══ AVAILABLE RECORDS

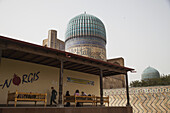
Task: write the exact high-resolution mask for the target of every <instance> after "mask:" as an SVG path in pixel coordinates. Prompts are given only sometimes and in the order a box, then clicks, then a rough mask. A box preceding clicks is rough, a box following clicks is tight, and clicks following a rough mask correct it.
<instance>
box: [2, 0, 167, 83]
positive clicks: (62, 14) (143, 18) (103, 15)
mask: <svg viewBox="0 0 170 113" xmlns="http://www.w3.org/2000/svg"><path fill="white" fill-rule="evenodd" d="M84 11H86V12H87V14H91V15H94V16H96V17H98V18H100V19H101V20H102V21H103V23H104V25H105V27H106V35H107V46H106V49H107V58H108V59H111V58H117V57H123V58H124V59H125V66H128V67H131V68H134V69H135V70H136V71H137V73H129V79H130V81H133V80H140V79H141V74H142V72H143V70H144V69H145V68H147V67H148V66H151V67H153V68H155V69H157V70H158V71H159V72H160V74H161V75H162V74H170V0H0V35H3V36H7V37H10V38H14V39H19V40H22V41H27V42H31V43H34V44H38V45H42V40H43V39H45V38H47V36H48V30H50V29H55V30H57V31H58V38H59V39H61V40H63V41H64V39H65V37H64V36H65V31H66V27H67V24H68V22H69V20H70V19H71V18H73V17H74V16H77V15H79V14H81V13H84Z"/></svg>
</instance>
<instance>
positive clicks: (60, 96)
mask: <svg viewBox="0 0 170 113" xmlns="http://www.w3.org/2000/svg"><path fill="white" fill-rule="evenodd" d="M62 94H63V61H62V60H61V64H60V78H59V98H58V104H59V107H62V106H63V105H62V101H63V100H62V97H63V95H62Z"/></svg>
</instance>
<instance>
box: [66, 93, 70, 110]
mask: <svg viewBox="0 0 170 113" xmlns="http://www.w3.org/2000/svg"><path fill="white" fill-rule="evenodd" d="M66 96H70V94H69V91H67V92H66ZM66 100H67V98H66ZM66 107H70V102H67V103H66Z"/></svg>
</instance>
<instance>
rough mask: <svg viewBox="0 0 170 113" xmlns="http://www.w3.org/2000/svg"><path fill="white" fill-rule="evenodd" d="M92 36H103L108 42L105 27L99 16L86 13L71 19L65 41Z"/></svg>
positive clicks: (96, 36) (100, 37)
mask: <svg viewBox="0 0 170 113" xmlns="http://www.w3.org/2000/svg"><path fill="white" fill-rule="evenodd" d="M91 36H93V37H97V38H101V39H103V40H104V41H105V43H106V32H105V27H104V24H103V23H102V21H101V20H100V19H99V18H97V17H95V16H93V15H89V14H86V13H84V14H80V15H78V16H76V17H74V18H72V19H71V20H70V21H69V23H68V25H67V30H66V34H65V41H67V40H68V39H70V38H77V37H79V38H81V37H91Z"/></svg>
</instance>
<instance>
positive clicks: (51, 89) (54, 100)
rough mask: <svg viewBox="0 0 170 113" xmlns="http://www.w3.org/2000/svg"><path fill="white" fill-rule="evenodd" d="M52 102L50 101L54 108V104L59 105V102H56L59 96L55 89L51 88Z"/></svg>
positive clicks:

════

— WHAT TO PRODUCE —
A faithful copy of all the entries is required, pictures excluded.

— TASK SOLUTION —
Task: write the exact high-resolution mask for the target of every <instance> after "mask:" as an SVG path in pixel coordinates. Prompts are given only sometimes and in the order a box, then clicks, then a rough mask. A box preceding clicks is rough, a box following clicks is tight, and clicks following a rough mask correct it.
<instance>
box: [2, 0, 167, 83]
positive clicks: (62, 14) (143, 18) (103, 15)
mask: <svg viewBox="0 0 170 113" xmlns="http://www.w3.org/2000/svg"><path fill="white" fill-rule="evenodd" d="M84 11H86V12H87V14H91V15H94V16H96V17H98V18H100V19H101V20H102V21H103V23H104V25H105V27H106V35H107V46H106V49H107V58H108V59H111V58H117V57H123V58H124V59H125V66H128V67H131V68H134V69H135V70H136V71H137V73H129V79H130V81H133V80H140V79H141V74H142V72H143V70H144V69H145V68H147V67H148V66H151V67H153V68H155V69H157V70H158V71H159V72H160V74H161V75H162V74H170V0H0V35H3V36H7V37H10V38H14V39H19V40H22V41H27V42H31V43H34V44H38V45H42V40H43V39H45V38H47V36H48V30H50V29H55V30H57V31H58V38H59V39H61V40H63V41H64V39H65V37H64V36H65V31H66V27H67V24H68V22H69V20H70V19H71V18H73V17H74V16H77V15H79V14H81V13H84Z"/></svg>
</instance>
<instance>
positive clicks: (60, 96)
mask: <svg viewBox="0 0 170 113" xmlns="http://www.w3.org/2000/svg"><path fill="white" fill-rule="evenodd" d="M62 94H63V61H62V60H61V64H60V78H59V98H58V104H59V107H62V106H63V105H62V101H63V100H62V97H63V95H62Z"/></svg>
</instance>
<instance>
box: [66, 93, 70, 110]
mask: <svg viewBox="0 0 170 113" xmlns="http://www.w3.org/2000/svg"><path fill="white" fill-rule="evenodd" d="M66 96H70V94H69V91H67V92H66ZM66 100H67V98H66ZM66 107H70V102H67V103H66Z"/></svg>
</instance>
<instance>
rough mask: <svg viewBox="0 0 170 113" xmlns="http://www.w3.org/2000/svg"><path fill="white" fill-rule="evenodd" d="M92 36H103L108 42L105 27L99 16L86 13L71 19L65 41Z"/></svg>
positive clicks: (96, 36) (100, 37)
mask: <svg viewBox="0 0 170 113" xmlns="http://www.w3.org/2000/svg"><path fill="white" fill-rule="evenodd" d="M91 36H93V37H97V38H101V39H103V40H104V41H105V43H106V32H105V27H104V24H103V23H102V21H101V20H100V19H99V18H97V17H95V16H93V15H89V14H86V13H84V14H80V15H78V16H76V17H74V18H72V19H71V20H70V21H69V23H68V25H67V30H66V34H65V41H67V40H68V39H70V38H77V37H79V38H81V37H91Z"/></svg>
</instance>
<instance>
positive clicks: (51, 89) (54, 100)
rough mask: <svg viewBox="0 0 170 113" xmlns="http://www.w3.org/2000/svg"><path fill="white" fill-rule="evenodd" d="M52 102L50 101L54 108V104L59 105V102H56L59 96L55 89L51 88Z"/></svg>
positive clicks:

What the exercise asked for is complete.